WHAT TO WORK ON.
From the passage about feminine lesbians, return word for word the part that opens with the words containing "For so long, I" and closes with "started to click.".

GIVEN PASSAGE.
Of course, anyone on the LGBTQ spectrum can be steered toward the norm by many factors like religion, family, and culture. Also, there are many gold star femmes who have always known they were gay. However, I see this phenomenon happening much more to feminine lesbians than to others.

As feminine women, society immediately labels us as the type of women who should want to get married and have children. We are pushed into relationships and away from careers. We are told that our clock is ticking and family and friends fix us up with men. We are forced into a mold.

I dated my first three boyfriends because friends told me to and I did not want to seem “weird.” I got my first kiss surrounded by a crowd of 8th graders cheering on the young boy, and I lost my virginity with a boy because everyone else already had. As I look back now, those around me egged on my entire transition into intimacy.

If you are a more masculine woman, you may feel pressure in different ways but people seem to be more hands off about your life choices. As a femme, the moment you start to diverge from what is expected of you, it is immediately noticeable and pointed out.

In tenth grade, I specifically remember noticing that all my friends were getting hit on and I was not. They were getting asked for their numbers; they were flirting and attracting attention, and I had somehow missed the boat. My first thought was that I was unattractive and my second was that I needed to step up my game before people started to notice. I immediately became much more flirtatious, started devouring Cosmopolitan magazines, and got a boyfriend. Some of this was purposeful but some I did subconsciously. I knew I was different but had not quite figured out why, so all I could do was try to fit in.

Even though I had always been attracted to women, I was socialized to think this was normal for straight women. Women are sexualized everywhere you turn. You hear people say that two women kissing is a turn on and women are more naturally touchy-feely with each other. All of those urges I had seemed completely justified. I believed that everyone had them, and they were just something to push down and brush off, especially when I was being pushed in the other direction.

For so long, I just thought that I was a loner. Even in relationships, I would always feel off. It was not that I did not truly care about the men I was with; there was just always something missing, some level of connection and intimacy that I could not quite get to until I met my first girlfriend. When I met her, I had my aha moment and everything finally started to click.

For others, this comes once you are married or have children and your parents and friends stop pressuring you. Once you are able to breathe and stop racing against some biological clock, you are finally able to look around and realize that you are not happy and open yourself up to your true feelings.

LISTED ENTRIES.
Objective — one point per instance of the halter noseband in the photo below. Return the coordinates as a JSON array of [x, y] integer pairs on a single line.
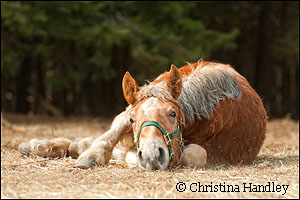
[[167, 136]]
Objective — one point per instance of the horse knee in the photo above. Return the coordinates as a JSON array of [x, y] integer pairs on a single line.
[[79, 145], [193, 156]]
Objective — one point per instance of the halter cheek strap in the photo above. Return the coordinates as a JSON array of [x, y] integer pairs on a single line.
[[167, 136]]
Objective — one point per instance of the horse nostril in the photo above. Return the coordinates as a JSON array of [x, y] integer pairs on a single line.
[[161, 155], [140, 155]]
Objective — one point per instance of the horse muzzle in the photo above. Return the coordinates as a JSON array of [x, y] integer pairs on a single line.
[[153, 155]]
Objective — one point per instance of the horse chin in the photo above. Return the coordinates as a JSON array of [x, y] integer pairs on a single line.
[[153, 155]]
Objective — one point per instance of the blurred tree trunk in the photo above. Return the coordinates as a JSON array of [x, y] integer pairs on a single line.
[[22, 104], [264, 61]]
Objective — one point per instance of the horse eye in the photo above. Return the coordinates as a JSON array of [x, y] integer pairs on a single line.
[[173, 114]]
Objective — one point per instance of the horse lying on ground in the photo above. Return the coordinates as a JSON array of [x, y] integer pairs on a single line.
[[201, 112]]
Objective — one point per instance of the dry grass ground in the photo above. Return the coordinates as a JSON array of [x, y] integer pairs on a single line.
[[34, 177]]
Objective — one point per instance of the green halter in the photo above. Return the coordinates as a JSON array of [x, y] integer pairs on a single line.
[[168, 137]]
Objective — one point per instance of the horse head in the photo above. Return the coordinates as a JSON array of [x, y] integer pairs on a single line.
[[156, 119]]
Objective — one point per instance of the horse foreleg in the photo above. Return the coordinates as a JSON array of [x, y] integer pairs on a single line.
[[193, 156], [53, 148], [101, 149]]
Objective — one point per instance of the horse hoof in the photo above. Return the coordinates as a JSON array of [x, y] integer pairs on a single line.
[[23, 149], [86, 164]]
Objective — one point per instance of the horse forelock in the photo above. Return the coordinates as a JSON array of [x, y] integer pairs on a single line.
[[202, 90]]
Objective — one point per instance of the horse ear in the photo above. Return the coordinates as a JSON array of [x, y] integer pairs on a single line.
[[130, 88], [175, 82]]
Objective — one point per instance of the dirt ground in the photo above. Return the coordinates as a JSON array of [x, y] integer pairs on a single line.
[[276, 166]]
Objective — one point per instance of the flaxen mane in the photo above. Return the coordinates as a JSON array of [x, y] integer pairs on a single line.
[[202, 90]]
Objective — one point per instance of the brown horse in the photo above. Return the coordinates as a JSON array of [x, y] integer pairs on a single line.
[[208, 106]]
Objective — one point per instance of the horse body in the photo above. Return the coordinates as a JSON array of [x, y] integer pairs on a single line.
[[222, 119], [233, 129]]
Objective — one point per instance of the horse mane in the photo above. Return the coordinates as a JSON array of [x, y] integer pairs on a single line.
[[202, 90]]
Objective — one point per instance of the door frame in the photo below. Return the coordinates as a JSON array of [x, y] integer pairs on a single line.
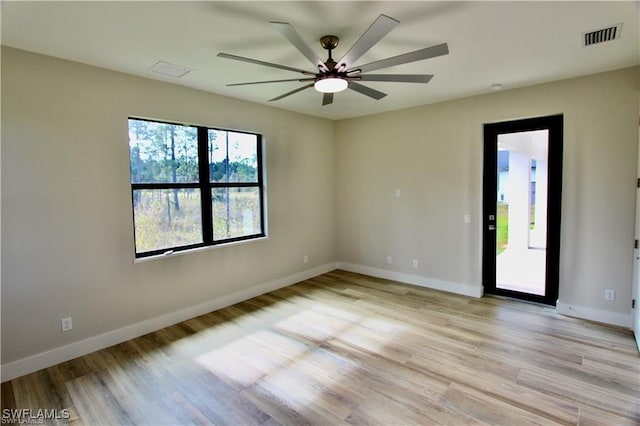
[[554, 123]]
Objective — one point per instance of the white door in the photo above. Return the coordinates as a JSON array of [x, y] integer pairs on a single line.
[[635, 311]]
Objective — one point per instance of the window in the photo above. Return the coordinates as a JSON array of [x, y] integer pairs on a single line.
[[193, 186]]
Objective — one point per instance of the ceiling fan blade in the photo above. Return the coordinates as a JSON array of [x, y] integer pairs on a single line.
[[266, 64], [299, 89], [270, 81], [396, 78], [380, 28], [294, 38], [372, 93], [418, 55], [327, 99]]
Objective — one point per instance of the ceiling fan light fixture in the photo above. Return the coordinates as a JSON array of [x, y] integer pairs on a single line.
[[330, 85]]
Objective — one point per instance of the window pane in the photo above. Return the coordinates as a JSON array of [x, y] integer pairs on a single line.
[[162, 152], [166, 218], [236, 212], [233, 157]]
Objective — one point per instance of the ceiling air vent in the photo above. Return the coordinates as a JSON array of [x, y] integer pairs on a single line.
[[602, 35]]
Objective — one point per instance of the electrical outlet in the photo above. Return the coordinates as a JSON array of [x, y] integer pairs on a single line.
[[66, 324], [609, 294]]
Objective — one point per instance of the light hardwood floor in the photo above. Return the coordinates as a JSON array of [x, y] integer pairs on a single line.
[[345, 348]]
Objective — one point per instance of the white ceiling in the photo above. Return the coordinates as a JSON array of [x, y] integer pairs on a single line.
[[512, 43]]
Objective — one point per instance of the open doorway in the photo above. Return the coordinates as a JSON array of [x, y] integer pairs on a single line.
[[522, 192]]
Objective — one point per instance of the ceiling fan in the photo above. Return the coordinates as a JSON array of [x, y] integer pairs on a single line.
[[332, 77]]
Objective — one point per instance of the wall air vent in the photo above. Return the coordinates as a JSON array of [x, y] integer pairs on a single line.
[[602, 35]]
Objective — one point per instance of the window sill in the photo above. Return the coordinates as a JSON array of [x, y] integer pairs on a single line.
[[172, 253]]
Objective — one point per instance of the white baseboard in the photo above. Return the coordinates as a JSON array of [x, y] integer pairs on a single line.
[[73, 350], [593, 314], [418, 280]]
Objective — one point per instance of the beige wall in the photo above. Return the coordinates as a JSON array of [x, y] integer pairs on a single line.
[[67, 237], [67, 245], [433, 154]]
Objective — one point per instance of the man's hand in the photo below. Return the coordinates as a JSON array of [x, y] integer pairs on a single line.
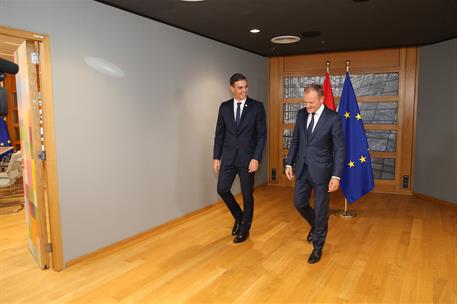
[[253, 165], [333, 185], [289, 173], [216, 165]]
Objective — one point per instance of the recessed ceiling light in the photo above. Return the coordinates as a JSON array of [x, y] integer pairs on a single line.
[[285, 39]]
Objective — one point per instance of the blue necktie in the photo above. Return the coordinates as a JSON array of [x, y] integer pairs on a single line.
[[238, 114], [310, 127]]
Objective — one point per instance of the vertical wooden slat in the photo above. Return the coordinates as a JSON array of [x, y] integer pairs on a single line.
[[276, 66]]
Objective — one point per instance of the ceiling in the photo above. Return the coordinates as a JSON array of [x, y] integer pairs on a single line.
[[343, 24]]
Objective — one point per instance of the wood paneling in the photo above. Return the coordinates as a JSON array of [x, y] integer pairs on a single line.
[[45, 84], [401, 60], [360, 60]]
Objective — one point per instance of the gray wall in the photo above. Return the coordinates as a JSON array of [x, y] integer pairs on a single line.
[[133, 152], [435, 168]]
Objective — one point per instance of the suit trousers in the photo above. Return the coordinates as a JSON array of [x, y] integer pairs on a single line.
[[317, 217], [227, 175]]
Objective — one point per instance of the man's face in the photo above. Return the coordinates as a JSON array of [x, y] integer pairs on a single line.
[[240, 89], [312, 101]]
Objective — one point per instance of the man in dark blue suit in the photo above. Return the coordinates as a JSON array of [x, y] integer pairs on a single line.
[[241, 133], [317, 150]]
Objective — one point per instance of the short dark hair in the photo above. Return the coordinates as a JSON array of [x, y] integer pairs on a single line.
[[314, 87], [237, 77]]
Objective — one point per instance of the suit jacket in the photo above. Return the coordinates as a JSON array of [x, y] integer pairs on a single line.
[[323, 153], [245, 142]]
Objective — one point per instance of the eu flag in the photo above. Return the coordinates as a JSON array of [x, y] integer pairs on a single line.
[[357, 177]]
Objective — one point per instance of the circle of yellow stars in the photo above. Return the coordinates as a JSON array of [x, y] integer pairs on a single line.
[[362, 158]]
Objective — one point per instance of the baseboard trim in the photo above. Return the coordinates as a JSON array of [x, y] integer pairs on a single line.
[[148, 233], [434, 199]]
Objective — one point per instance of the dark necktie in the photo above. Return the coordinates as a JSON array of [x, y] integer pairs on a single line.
[[310, 127], [238, 114]]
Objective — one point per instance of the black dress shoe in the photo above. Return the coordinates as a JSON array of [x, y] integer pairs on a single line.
[[315, 256], [241, 237], [236, 227], [309, 238]]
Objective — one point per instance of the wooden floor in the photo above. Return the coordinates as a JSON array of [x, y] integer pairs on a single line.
[[399, 249]]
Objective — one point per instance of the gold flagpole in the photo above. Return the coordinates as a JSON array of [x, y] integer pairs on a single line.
[[346, 214]]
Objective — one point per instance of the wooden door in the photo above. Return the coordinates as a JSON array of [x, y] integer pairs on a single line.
[[30, 122]]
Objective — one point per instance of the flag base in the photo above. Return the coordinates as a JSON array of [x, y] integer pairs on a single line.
[[346, 214]]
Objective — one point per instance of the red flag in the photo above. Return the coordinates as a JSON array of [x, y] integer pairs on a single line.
[[329, 102]]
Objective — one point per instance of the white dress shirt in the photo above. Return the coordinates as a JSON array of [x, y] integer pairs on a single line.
[[235, 105]]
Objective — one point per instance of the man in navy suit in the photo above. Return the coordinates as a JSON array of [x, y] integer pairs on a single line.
[[317, 150], [240, 137]]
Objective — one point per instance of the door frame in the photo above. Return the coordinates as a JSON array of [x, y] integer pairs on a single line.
[[52, 191]]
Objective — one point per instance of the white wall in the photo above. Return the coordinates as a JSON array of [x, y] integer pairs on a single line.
[[133, 152], [435, 164]]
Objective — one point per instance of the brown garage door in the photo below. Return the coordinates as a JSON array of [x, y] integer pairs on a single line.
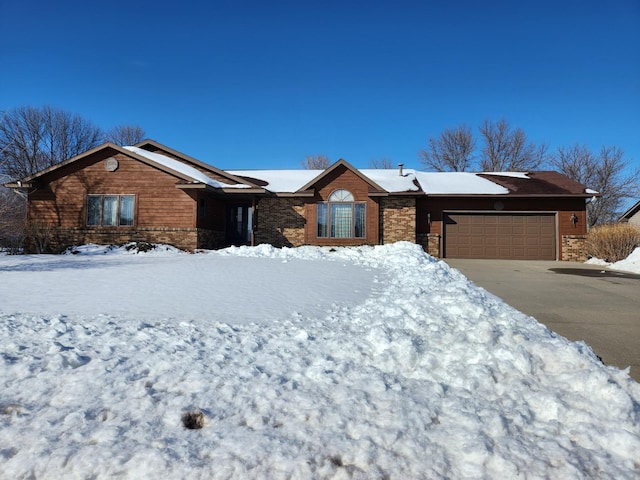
[[506, 235]]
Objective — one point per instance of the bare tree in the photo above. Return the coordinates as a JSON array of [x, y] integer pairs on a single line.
[[452, 150], [316, 162], [12, 218], [606, 172], [381, 163], [32, 139], [505, 149], [124, 135]]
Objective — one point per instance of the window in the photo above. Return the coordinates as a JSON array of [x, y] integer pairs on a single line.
[[341, 216], [110, 210]]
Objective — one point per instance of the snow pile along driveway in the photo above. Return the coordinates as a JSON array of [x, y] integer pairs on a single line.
[[416, 373]]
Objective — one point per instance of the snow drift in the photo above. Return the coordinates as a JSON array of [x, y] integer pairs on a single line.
[[411, 371]]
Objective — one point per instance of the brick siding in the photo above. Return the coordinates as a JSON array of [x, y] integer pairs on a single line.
[[398, 219], [280, 222], [574, 248]]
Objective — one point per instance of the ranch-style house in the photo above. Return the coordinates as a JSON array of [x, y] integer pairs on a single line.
[[149, 192]]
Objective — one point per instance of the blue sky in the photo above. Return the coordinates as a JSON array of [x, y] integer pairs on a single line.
[[248, 84]]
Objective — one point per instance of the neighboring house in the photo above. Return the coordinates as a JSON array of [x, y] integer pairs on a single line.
[[149, 192], [632, 215]]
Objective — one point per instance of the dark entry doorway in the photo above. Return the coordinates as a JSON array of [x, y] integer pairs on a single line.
[[239, 224]]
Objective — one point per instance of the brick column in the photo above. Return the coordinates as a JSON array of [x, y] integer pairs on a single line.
[[574, 248]]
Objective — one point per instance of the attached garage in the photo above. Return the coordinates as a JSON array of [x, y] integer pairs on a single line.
[[516, 236]]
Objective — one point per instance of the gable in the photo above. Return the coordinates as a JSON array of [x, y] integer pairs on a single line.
[[337, 170]]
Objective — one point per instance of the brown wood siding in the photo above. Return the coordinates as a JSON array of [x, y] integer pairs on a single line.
[[342, 178], [516, 236], [158, 202]]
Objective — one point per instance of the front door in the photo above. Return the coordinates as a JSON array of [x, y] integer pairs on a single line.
[[239, 224]]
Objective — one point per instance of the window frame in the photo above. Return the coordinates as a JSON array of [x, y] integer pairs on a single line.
[[326, 216], [124, 215]]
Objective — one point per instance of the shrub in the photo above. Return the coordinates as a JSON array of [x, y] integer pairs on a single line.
[[193, 420], [613, 242]]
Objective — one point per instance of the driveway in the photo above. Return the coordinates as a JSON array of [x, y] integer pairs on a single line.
[[578, 301]]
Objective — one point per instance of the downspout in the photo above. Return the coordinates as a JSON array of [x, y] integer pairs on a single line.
[[254, 207]]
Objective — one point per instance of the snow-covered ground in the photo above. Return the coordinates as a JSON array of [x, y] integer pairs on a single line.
[[371, 362], [630, 264]]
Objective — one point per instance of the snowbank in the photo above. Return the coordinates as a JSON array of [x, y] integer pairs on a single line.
[[630, 264], [416, 374]]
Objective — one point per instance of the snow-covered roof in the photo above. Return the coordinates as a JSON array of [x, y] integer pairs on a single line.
[[177, 166], [288, 181], [279, 181], [458, 183]]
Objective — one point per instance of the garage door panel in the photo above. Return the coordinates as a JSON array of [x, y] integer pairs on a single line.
[[503, 235]]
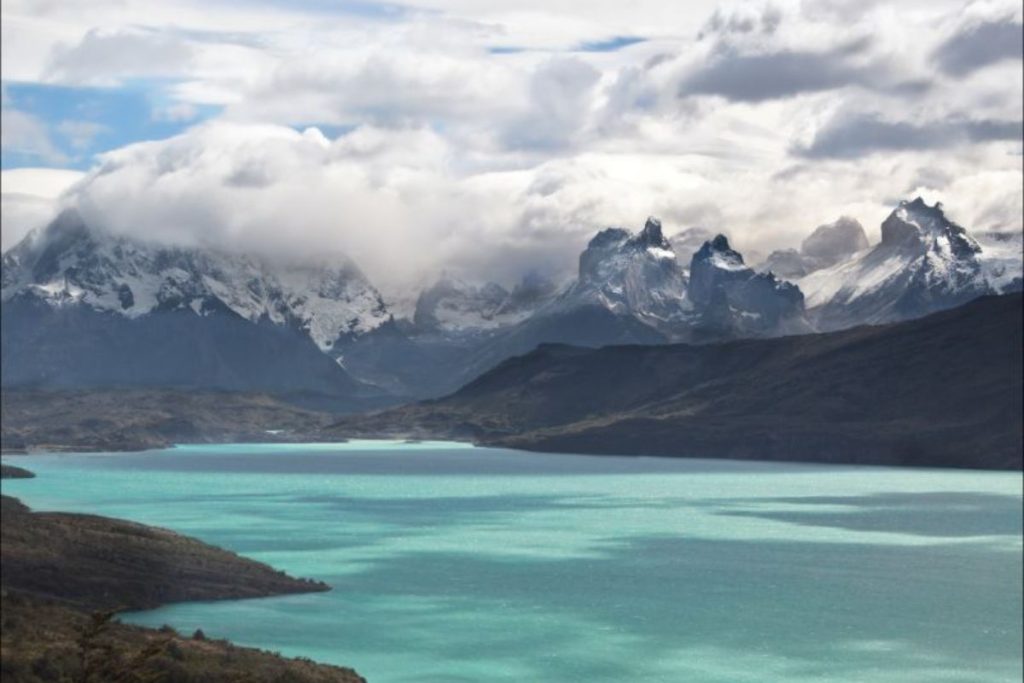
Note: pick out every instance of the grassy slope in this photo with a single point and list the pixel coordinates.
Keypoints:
(64, 574)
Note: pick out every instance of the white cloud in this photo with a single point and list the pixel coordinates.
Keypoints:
(494, 162)
(30, 199)
(25, 134)
(80, 133)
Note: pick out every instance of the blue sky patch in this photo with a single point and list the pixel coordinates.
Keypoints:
(609, 44)
(84, 121)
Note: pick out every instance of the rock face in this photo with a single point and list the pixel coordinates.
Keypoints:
(733, 300)
(631, 274)
(85, 308)
(924, 263)
(70, 262)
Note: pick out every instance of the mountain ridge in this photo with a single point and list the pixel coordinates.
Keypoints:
(943, 390)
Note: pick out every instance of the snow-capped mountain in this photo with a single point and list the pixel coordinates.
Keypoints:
(924, 263)
(686, 243)
(631, 274)
(825, 247)
(82, 307)
(731, 299)
(69, 262)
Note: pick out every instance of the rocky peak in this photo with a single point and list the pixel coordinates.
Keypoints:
(651, 235)
(916, 226)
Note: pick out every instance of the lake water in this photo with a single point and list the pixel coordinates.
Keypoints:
(456, 563)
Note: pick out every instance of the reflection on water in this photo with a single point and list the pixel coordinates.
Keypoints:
(473, 564)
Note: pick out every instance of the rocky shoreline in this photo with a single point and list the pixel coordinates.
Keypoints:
(67, 575)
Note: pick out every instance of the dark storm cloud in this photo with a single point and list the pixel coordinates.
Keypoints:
(858, 136)
(979, 46)
(756, 78)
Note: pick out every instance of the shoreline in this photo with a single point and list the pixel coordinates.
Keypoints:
(68, 575)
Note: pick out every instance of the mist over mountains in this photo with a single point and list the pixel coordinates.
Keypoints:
(83, 307)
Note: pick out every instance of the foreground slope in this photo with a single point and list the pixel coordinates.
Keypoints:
(944, 390)
(64, 574)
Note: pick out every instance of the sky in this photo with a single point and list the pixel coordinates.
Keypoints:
(494, 138)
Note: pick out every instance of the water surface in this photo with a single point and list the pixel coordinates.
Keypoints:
(455, 563)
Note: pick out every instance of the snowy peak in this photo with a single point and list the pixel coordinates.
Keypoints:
(925, 263)
(71, 262)
(631, 274)
(915, 225)
(651, 236)
(718, 252)
(734, 299)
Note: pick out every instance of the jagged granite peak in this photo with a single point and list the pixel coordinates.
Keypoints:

RESULT OF THE EXERCISE.
For so long, I just thought that I was a loner. Even in relationships, I would always feel off. It was not that I did not truly care about the men I was with; there was just always something missing, some level of connection and intimacy that I could not quite get to until I met my first girlfriend. When I met her, I had my aha moment and everything finally started to click.